** Description of the task **
Please gather every line of the listing below that contains the string "bird", treating uppercase and lowercase as different.

(Dataset entries)
□ □ □ □ □ □ □

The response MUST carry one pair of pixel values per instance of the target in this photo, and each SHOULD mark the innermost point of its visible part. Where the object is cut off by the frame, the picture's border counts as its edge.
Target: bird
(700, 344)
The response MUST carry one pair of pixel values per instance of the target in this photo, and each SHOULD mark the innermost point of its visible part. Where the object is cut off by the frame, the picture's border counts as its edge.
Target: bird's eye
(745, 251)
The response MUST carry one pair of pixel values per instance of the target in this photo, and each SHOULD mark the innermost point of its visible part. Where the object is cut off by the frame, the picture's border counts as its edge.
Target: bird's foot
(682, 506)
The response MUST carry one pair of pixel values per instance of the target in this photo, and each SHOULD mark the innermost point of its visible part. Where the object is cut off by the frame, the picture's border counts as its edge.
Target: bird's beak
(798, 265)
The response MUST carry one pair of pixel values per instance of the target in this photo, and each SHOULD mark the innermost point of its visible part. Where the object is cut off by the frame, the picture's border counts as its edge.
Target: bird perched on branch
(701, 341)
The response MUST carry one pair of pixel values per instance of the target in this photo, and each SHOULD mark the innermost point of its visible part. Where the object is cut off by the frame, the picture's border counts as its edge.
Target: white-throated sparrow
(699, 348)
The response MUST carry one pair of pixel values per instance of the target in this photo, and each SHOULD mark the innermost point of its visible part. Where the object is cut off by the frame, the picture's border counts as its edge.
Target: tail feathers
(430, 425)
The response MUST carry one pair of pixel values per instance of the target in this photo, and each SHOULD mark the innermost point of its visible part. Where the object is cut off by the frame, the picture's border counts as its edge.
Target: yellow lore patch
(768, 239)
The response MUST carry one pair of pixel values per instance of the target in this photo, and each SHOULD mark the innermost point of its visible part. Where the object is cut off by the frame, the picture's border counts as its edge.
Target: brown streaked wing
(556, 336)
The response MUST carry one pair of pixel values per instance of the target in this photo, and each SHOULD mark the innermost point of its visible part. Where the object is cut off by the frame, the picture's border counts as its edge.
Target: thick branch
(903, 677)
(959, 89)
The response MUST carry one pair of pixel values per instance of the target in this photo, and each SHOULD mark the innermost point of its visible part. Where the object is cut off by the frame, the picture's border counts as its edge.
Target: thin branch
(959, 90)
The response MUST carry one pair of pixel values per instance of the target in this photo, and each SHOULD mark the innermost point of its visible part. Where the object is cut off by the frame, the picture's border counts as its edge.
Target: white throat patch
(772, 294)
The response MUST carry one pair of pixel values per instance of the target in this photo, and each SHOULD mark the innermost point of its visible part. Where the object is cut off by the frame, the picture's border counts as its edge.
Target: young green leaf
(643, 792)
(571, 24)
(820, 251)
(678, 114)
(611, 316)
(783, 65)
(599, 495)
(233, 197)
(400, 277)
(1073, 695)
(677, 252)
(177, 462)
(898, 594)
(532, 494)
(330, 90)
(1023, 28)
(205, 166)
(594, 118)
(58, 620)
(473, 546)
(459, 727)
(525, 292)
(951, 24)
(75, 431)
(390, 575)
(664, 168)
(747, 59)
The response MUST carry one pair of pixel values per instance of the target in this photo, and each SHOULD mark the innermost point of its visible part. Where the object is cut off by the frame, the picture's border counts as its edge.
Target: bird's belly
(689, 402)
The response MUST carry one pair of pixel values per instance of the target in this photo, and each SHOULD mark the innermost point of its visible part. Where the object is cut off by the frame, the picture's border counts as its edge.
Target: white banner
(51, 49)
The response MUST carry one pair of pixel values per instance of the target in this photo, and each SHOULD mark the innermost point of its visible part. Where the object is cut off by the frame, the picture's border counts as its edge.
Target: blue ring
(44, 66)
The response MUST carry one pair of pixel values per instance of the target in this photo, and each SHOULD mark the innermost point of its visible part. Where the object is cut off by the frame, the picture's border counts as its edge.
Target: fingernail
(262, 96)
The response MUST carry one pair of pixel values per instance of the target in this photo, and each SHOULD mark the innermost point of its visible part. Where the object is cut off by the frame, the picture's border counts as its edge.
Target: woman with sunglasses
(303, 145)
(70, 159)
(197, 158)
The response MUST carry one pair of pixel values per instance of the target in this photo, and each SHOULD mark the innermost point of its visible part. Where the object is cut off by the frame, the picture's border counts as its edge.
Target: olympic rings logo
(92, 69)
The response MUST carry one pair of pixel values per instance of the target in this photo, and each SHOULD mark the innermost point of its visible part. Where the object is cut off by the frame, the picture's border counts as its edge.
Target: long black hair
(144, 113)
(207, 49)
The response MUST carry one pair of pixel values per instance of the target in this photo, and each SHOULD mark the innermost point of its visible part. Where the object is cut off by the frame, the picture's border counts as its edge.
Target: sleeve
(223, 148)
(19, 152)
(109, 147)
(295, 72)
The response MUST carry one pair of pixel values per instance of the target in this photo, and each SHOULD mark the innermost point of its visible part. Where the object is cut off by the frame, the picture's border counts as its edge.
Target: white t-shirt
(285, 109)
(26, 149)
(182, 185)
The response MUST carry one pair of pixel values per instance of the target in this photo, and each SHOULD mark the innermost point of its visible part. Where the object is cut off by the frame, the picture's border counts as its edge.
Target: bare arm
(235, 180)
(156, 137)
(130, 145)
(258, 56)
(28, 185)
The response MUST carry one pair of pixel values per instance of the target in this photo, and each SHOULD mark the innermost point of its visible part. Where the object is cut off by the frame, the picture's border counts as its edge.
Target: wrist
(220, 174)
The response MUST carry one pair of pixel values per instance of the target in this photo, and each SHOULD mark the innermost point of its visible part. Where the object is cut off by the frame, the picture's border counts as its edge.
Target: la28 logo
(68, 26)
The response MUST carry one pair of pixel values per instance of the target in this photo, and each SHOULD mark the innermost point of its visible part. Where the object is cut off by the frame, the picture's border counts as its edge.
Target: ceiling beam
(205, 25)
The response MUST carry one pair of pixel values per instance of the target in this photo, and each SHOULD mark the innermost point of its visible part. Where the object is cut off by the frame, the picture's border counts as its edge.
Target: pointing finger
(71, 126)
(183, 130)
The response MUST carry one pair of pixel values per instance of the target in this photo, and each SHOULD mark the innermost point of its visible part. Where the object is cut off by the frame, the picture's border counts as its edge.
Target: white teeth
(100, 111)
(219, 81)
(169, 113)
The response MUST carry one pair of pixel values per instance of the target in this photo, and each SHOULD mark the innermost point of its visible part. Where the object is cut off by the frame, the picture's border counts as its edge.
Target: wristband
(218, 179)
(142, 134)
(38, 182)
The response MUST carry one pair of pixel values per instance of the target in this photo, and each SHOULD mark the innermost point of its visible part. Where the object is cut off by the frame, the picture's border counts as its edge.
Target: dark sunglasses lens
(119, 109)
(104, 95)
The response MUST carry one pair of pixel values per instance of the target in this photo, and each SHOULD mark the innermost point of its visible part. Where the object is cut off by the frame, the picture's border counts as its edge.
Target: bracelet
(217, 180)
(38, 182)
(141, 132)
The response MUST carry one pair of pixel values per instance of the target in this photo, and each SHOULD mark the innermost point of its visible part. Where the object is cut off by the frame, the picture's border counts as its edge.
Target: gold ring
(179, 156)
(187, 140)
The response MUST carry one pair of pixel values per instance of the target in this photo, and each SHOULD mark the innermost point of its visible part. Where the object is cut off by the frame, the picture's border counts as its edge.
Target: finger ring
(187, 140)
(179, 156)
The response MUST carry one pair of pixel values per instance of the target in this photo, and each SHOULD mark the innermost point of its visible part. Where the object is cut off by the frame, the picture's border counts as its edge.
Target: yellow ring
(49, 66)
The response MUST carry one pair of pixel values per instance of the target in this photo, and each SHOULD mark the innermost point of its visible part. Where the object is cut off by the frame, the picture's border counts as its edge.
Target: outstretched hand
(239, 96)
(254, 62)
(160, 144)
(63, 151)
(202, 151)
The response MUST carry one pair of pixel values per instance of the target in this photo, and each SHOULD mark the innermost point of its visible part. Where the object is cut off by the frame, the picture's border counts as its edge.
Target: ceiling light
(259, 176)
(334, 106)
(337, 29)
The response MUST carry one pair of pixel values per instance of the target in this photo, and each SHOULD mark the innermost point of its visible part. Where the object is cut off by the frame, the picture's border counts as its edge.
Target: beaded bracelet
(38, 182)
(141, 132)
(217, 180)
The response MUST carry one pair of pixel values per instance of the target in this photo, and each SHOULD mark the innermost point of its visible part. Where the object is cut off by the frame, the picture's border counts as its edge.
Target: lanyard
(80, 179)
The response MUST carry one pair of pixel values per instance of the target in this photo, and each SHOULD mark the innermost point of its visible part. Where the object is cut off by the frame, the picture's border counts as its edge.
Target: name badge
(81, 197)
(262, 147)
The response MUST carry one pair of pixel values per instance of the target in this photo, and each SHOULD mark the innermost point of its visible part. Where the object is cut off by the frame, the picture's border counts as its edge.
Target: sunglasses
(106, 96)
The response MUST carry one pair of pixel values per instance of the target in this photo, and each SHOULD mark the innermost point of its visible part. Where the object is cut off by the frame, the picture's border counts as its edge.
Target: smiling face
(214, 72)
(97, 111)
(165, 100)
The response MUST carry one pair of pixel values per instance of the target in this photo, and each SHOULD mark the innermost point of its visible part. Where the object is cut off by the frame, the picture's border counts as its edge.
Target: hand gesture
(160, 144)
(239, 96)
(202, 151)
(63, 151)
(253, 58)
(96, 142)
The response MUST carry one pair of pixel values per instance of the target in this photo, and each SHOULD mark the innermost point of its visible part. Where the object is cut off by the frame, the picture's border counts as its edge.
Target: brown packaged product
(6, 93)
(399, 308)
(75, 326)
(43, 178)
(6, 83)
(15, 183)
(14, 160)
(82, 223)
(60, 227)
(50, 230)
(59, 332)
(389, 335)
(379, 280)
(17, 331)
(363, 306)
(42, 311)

□ □ □ □ □ □ □

** Task solution **
Target: bird
Target: bird's eye
Target: bird's foot
Target: bird's beak
Target: bird perched on branch
Target: bird's belly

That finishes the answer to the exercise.